▶ _TASK OBJECTIVE_:
Turn the items below into a numbered list, one line per number with blank lines dropped. Begin at the line that contains "like [(215, 203)]." and stop after the final line of the items.
- - - -
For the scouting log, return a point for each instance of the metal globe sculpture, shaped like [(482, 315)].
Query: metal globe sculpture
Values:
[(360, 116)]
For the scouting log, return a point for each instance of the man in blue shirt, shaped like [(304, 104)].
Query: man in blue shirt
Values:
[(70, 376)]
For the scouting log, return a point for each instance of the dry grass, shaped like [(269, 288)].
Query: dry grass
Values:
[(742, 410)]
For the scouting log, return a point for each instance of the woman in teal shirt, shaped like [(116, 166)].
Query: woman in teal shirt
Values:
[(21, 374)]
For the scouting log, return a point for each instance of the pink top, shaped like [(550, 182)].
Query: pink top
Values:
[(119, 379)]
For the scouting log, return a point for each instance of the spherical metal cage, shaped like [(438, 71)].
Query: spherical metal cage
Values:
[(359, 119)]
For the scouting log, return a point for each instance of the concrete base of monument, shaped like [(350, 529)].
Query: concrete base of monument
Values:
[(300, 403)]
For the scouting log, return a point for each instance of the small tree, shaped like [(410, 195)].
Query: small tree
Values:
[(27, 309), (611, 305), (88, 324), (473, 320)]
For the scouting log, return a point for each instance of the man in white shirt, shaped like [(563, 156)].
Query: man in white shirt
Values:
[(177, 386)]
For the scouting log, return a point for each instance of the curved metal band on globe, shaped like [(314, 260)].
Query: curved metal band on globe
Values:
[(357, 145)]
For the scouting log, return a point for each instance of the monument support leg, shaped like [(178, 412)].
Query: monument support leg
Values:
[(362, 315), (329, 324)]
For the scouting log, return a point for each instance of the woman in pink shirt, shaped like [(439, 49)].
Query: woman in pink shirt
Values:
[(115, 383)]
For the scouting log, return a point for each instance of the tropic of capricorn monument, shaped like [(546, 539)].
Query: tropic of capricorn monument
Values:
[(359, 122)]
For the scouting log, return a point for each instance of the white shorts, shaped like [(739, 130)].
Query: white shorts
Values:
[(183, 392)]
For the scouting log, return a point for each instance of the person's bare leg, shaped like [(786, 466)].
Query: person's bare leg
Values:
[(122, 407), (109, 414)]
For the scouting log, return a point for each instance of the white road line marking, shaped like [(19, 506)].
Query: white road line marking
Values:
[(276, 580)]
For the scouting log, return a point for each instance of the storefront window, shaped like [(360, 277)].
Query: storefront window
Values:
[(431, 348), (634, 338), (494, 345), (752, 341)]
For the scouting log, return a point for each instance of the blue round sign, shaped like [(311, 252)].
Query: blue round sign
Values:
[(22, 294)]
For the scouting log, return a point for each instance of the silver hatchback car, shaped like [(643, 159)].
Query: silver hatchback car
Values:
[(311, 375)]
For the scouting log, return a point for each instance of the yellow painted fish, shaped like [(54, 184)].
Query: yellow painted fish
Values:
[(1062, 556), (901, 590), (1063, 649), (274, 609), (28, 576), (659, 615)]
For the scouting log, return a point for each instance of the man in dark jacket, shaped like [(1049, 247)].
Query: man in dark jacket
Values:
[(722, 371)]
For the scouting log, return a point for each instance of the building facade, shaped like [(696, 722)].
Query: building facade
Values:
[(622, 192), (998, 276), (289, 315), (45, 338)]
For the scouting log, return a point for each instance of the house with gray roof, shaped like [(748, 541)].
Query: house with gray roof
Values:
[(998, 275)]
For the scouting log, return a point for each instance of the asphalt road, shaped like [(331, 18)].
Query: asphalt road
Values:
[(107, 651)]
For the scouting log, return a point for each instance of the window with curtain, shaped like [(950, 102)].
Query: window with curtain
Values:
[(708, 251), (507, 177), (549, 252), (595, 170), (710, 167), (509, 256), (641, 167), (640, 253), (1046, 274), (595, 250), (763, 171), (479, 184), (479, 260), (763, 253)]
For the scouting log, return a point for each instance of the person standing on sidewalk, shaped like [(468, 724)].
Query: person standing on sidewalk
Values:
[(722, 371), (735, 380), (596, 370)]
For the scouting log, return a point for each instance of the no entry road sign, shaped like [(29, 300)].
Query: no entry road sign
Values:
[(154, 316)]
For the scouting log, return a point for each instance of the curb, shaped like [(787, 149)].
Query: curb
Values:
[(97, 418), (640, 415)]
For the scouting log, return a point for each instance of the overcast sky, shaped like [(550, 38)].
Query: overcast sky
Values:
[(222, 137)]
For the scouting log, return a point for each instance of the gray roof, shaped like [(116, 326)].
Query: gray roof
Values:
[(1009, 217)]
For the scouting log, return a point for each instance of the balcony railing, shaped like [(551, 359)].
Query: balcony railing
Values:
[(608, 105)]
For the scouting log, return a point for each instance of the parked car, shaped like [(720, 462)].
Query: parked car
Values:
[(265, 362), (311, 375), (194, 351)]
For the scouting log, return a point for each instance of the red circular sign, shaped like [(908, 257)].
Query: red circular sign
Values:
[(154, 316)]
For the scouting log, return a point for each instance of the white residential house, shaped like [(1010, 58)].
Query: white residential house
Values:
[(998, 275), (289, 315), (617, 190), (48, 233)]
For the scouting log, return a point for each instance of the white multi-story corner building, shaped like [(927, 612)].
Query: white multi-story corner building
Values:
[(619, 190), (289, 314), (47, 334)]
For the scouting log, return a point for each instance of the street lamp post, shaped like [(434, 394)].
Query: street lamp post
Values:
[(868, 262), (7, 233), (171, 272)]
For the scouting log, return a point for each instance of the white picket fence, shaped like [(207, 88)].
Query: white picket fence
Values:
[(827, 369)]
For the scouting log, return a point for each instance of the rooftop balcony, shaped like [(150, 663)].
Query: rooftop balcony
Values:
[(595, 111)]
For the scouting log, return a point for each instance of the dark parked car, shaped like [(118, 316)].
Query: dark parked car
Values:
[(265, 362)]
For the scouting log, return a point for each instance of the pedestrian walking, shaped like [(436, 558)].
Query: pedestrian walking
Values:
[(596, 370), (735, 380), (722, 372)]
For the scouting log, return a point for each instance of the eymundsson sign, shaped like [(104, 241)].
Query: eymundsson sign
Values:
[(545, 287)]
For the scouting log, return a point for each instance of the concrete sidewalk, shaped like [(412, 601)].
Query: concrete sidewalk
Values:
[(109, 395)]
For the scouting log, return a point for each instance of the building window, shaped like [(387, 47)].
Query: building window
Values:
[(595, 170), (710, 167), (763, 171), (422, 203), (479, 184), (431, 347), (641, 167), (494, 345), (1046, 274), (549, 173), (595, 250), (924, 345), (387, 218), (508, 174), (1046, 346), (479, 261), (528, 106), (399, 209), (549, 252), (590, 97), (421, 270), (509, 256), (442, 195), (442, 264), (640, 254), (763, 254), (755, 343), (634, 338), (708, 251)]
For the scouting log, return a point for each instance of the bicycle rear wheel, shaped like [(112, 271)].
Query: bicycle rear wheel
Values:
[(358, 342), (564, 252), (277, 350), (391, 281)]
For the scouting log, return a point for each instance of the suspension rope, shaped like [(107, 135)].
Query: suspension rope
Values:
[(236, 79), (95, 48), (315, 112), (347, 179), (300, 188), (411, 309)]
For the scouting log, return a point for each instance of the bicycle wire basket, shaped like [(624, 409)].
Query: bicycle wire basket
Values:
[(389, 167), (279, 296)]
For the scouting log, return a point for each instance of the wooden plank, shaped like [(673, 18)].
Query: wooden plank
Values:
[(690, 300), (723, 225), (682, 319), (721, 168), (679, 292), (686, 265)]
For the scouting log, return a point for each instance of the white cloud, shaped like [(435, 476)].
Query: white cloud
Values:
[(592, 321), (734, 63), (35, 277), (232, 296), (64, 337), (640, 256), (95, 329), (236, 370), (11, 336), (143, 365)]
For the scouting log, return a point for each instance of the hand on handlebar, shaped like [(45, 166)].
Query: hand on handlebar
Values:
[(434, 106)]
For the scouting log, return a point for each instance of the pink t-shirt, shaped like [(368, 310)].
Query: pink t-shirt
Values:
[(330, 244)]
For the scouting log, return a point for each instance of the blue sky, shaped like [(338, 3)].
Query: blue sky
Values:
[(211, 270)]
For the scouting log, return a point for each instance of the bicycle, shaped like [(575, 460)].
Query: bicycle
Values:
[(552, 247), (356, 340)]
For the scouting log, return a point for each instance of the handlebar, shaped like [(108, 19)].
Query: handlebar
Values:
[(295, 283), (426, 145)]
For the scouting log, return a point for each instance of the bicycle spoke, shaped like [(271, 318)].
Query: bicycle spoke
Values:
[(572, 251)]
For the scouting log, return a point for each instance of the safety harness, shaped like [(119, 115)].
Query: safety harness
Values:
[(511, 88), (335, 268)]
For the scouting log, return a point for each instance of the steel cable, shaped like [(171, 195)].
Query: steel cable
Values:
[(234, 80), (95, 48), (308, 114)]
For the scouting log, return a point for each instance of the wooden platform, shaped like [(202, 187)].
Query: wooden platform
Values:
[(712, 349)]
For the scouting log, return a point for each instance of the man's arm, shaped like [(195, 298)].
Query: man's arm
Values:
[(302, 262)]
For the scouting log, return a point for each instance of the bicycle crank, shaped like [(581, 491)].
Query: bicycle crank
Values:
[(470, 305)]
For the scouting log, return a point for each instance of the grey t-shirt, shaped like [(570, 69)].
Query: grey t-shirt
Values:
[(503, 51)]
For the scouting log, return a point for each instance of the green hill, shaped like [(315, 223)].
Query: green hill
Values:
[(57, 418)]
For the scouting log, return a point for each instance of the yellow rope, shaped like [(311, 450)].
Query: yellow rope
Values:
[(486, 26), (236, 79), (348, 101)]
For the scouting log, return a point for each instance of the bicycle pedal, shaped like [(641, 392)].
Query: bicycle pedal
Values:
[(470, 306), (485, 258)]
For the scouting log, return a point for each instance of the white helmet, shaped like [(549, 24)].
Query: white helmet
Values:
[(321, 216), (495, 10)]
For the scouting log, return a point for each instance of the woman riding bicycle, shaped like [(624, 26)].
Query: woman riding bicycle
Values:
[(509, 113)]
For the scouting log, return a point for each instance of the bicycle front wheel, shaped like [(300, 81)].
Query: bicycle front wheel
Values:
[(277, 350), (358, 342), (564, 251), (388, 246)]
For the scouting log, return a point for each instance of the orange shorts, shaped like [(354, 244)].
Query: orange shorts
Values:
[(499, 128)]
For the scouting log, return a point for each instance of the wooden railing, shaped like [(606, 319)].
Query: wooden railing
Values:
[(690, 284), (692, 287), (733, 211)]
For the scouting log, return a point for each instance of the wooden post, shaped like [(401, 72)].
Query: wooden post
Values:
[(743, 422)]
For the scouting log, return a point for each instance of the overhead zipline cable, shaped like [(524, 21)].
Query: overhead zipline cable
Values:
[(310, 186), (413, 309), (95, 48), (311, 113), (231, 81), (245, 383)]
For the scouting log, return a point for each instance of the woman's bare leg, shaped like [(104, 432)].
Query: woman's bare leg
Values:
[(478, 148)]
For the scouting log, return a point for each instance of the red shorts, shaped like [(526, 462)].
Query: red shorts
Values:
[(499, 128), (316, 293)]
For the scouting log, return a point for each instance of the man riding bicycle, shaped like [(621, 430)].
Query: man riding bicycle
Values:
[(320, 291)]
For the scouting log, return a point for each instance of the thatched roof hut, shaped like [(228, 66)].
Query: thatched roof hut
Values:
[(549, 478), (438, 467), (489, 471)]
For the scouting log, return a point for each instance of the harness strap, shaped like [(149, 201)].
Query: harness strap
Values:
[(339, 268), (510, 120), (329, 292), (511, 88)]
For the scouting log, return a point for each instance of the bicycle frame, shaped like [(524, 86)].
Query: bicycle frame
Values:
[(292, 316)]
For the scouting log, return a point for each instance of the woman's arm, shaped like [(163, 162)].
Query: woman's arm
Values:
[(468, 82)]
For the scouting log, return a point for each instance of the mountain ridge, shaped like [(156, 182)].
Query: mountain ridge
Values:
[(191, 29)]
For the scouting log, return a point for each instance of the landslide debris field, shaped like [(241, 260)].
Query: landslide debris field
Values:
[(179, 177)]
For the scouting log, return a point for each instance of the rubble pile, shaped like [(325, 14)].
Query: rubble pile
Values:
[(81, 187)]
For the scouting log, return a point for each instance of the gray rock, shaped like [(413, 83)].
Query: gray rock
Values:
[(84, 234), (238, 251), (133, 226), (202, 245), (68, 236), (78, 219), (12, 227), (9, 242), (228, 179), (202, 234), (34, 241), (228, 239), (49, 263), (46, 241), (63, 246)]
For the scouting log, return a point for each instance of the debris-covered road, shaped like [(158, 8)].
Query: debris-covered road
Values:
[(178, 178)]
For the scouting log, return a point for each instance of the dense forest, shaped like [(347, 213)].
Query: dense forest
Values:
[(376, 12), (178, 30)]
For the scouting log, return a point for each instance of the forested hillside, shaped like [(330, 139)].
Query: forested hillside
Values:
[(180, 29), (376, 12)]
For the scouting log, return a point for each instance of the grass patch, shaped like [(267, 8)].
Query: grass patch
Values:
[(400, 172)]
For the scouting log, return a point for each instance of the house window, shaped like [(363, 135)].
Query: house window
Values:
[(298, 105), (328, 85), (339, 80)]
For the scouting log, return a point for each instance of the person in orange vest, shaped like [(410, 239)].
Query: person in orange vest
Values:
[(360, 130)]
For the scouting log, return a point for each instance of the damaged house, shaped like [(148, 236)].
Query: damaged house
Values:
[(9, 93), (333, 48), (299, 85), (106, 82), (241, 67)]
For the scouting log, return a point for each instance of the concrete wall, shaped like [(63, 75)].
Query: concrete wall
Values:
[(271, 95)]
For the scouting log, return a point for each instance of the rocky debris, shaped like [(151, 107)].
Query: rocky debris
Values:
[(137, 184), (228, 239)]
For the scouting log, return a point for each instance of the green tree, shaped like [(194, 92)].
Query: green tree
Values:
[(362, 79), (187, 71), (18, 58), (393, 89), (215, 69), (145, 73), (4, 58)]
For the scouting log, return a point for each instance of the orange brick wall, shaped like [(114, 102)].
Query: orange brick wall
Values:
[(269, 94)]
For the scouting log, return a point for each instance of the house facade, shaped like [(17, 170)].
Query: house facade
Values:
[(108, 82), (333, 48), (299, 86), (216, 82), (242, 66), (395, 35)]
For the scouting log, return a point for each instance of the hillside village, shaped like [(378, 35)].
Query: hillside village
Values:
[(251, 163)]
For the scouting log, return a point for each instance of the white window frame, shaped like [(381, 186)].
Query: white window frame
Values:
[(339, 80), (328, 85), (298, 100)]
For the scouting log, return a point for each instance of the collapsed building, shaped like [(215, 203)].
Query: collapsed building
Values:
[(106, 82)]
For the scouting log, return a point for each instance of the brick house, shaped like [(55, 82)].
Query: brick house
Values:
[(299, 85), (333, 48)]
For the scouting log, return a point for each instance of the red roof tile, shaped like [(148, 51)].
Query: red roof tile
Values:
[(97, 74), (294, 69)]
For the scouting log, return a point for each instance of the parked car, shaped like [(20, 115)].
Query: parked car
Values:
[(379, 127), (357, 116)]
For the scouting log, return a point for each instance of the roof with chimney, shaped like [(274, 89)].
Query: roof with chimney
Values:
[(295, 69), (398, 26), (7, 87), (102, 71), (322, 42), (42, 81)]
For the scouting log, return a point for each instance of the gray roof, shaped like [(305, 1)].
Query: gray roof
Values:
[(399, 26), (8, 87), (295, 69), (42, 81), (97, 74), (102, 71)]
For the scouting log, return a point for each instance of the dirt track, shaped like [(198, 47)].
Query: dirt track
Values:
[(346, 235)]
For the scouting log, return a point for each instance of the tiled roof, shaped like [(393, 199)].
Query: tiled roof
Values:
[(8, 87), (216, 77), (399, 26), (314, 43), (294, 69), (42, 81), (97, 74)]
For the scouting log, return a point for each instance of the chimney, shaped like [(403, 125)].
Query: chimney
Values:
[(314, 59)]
- - - -
▶ _ANSWER TO THIS PROBLEM_:
1. For the scouting log, return a point for each instance of the collapsed building, shaped like [(215, 203)].
2. Query: collapsed building
3. Values:
4. [(106, 82)]
5. For the scouting log, return a point for each instance of the brick house, shaped like [(55, 82)].
6. Query: brick house
7. Values:
8. [(299, 85), (333, 48)]
9. For the scouting log, return a point for each instance of the red roof tile, shaped like [(148, 51)].
10. Query: red roof tile
11. Values:
12. [(97, 74), (294, 69)]
13. For the scouting log, return a point for each instance of the parked car, shaped like [(20, 115)].
14. Query: parked car
15. Values:
16. [(379, 127), (357, 116)]
17. For the scouting log, return a point for each instance of the roof with chimney, shaped like [(274, 89)].
18. Query: roof with chimney
19. Values:
20. [(295, 69), (398, 26), (7, 87), (102, 71), (322, 42), (42, 81)]
21. For the scouting log, return a point for each instance of the gray roof, shaped like [(305, 1)].
22. Query: gray roof
23. Values:
24. [(399, 26), (8, 87), (295, 69), (42, 81), (97, 74), (102, 71)]
25. For the scouting log, return a point for each instance of the dirt track, shaped like [(198, 47)].
26. Query: dirt track
27. Values:
28. [(346, 235)]
29. For the scouting log, return a point for each instance of the tiled roof, shaped like [(393, 199)].
30. Query: tiled roof
31. Values:
32. [(8, 87), (216, 77), (399, 26), (314, 43), (294, 69), (42, 81), (97, 74)]
33. For the scouting log, return a point for each instance of the chimney, shaped like [(403, 125)].
34. Query: chimney
35. Values:
36. [(314, 59)]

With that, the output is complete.